**Work required**
From the records below, pull out every line that contains the word "white" and copy each one unchanged.

**Records supplied**
◆ ◆ ◆ ◆ ◆
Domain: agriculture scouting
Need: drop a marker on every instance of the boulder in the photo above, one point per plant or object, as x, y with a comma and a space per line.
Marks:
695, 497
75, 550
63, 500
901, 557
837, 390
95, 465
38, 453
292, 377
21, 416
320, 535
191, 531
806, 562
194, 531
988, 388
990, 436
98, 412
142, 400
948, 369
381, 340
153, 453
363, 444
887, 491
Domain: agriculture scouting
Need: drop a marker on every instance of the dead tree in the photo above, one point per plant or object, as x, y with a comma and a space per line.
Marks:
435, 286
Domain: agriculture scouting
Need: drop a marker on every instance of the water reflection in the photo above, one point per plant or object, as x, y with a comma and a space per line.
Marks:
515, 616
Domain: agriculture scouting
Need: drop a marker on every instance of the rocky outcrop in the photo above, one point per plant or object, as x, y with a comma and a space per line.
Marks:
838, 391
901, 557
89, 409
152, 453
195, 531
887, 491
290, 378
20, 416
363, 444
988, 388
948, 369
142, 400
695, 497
◆ ◆ ◆ ◆ ◆
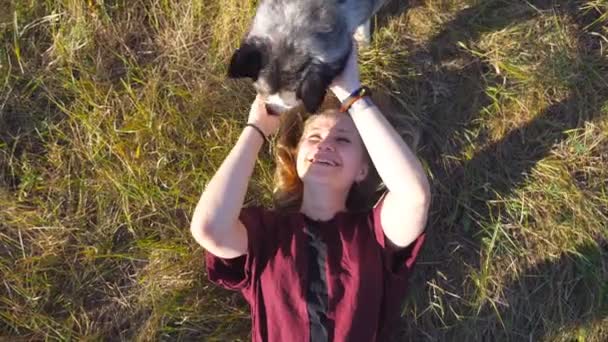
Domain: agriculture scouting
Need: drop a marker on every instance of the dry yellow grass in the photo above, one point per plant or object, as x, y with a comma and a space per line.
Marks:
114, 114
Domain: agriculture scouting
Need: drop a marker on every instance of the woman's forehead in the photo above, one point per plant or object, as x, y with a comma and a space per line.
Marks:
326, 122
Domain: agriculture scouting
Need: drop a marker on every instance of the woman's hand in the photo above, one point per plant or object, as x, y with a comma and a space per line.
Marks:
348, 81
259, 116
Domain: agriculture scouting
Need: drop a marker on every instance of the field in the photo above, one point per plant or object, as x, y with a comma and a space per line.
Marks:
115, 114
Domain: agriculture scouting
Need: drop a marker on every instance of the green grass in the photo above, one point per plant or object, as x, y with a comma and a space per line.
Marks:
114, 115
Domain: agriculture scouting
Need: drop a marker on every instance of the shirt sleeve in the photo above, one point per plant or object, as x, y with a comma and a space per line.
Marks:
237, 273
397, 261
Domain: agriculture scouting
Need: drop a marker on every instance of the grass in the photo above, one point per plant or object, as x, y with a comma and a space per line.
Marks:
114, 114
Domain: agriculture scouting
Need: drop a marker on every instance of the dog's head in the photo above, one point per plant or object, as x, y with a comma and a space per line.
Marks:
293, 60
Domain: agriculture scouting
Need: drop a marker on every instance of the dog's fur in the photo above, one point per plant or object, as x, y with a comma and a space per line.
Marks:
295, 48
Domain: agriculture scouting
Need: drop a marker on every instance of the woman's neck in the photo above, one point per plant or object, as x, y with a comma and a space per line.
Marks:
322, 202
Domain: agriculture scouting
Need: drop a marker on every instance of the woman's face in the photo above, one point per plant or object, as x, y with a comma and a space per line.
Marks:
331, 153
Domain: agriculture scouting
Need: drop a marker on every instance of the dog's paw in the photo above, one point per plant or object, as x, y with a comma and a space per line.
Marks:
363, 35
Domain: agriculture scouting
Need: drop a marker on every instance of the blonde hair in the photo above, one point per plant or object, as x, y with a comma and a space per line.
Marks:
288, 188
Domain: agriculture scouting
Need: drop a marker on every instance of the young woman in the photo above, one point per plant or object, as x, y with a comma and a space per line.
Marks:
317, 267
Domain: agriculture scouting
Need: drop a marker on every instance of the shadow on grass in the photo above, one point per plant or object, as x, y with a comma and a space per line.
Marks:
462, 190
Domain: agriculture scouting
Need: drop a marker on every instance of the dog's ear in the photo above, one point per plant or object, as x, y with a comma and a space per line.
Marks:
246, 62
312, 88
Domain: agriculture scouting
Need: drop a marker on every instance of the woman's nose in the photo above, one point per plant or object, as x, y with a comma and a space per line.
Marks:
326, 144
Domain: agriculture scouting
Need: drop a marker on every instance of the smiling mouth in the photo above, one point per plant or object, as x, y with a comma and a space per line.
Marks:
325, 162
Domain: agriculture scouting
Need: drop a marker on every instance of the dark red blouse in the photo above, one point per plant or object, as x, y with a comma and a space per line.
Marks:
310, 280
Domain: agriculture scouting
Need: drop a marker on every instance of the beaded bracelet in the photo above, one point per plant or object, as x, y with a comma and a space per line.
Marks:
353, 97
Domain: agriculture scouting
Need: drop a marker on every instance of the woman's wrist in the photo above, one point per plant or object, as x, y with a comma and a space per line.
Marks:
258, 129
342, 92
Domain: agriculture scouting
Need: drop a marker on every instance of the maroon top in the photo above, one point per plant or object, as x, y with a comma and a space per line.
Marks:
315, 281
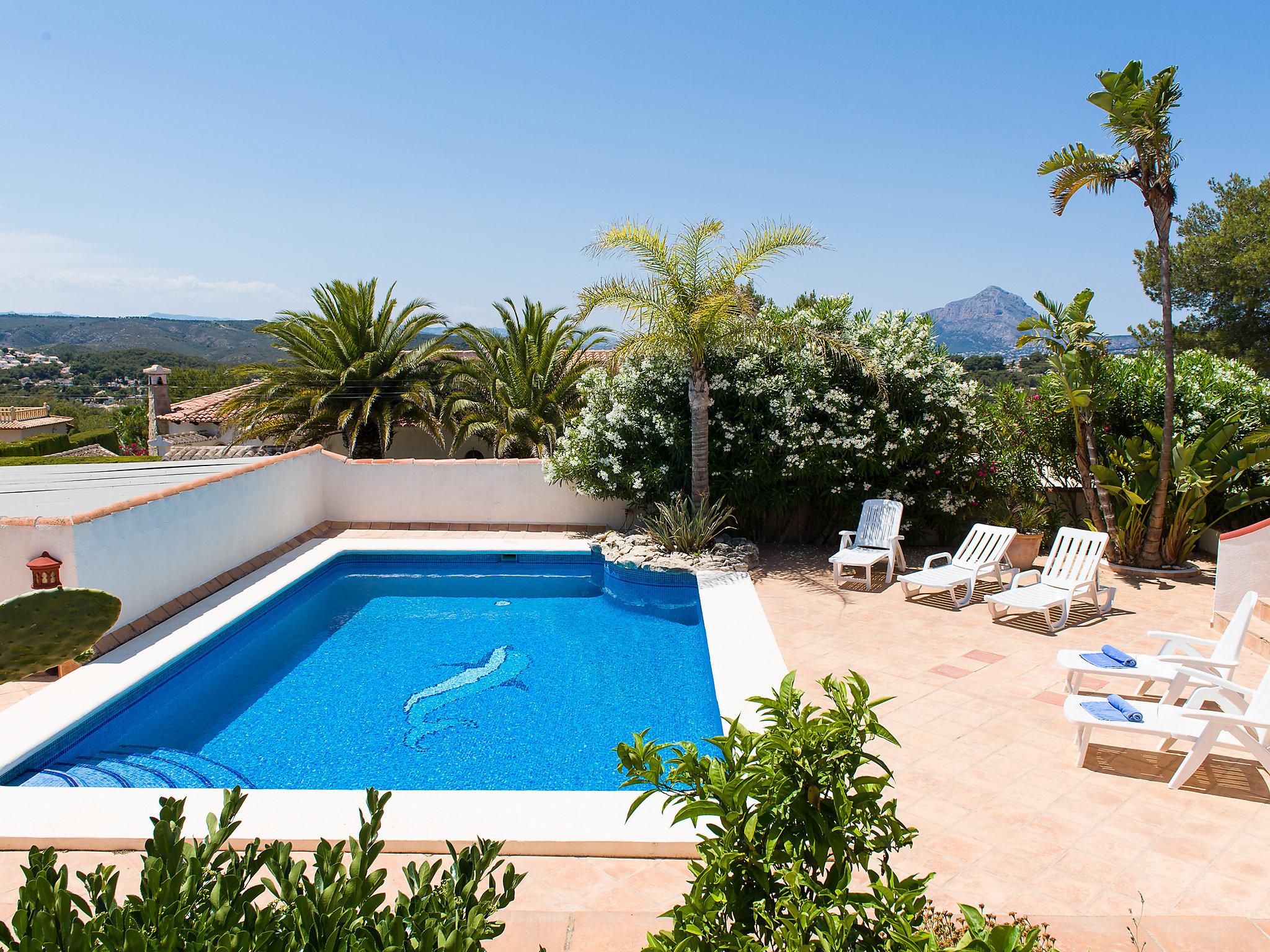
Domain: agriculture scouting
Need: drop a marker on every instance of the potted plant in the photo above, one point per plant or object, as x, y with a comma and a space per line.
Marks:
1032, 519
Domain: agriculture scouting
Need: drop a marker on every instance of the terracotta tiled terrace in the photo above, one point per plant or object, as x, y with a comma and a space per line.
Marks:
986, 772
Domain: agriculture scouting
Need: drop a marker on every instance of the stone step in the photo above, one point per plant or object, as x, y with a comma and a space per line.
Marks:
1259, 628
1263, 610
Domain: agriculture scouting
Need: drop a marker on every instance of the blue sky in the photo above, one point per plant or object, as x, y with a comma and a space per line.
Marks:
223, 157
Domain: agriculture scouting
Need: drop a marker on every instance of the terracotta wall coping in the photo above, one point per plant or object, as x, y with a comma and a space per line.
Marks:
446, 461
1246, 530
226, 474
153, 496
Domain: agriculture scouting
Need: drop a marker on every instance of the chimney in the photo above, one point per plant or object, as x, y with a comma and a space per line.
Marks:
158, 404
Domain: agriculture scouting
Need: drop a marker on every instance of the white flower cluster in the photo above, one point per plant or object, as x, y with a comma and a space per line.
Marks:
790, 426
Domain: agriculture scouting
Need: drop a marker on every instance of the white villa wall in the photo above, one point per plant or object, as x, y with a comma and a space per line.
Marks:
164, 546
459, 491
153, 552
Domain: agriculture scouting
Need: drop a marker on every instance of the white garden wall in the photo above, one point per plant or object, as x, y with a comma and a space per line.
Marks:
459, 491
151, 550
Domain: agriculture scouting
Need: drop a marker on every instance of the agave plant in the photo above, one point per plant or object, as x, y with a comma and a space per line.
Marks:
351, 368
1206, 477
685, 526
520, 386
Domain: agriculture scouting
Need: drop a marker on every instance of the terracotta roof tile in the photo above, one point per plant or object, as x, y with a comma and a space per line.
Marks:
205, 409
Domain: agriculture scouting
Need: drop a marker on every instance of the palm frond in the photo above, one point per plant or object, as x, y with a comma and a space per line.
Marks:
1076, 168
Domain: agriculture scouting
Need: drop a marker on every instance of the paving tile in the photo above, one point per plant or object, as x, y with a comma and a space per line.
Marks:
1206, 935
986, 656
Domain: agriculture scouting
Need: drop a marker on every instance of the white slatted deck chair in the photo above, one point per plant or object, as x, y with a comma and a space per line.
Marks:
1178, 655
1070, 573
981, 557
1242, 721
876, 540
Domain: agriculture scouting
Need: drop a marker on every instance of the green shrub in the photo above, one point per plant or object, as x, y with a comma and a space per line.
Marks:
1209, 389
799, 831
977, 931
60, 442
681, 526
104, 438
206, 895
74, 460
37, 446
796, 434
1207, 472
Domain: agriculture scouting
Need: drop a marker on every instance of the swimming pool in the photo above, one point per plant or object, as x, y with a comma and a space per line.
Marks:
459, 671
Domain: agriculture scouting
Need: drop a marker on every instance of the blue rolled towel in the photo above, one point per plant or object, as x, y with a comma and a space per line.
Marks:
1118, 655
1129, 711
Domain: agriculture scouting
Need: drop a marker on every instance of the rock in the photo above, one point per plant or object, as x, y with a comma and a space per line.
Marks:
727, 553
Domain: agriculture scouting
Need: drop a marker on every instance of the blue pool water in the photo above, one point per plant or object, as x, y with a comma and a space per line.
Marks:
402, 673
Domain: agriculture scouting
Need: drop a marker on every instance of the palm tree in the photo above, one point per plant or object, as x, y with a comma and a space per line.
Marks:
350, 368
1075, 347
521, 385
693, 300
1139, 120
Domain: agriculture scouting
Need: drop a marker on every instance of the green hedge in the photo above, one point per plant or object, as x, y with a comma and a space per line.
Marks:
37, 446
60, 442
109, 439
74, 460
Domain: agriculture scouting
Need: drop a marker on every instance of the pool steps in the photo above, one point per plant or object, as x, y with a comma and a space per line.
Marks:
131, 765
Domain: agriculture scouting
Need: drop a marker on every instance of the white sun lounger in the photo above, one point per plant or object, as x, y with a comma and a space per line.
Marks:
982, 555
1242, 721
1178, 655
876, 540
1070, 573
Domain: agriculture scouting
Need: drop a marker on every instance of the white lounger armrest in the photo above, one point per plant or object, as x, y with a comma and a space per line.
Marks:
◆ ◆ ◆ ◆ ◆
**Task response**
Need: drop a marker on every instance of the white flower cluster in the photo above, one point per plant or object, as x, y with a comma and a space per line.
Need: drop a marker on every instance of the white villa wall in the photo above, one point per plant or object, as x, y with a comma and a space per line.
Need: drop a marker on every instance of the white garden wall in the photo above, one point per plant or object, as x, y with a comma and a space per line.
Need: drop a marker on every instance of the white slatted deck chair in the photo above, one point per plant or object, as x, y with a comma and a space per line.
Need: drop a marker on every instance of the white sun lounger in the photo above, one point per plant or object, as x, y with a comma and a space per line.
Need: drop a marker on every instance of the white lounger armrest in the photo above, one point per plant or object, as x, y with a comma and a space per line.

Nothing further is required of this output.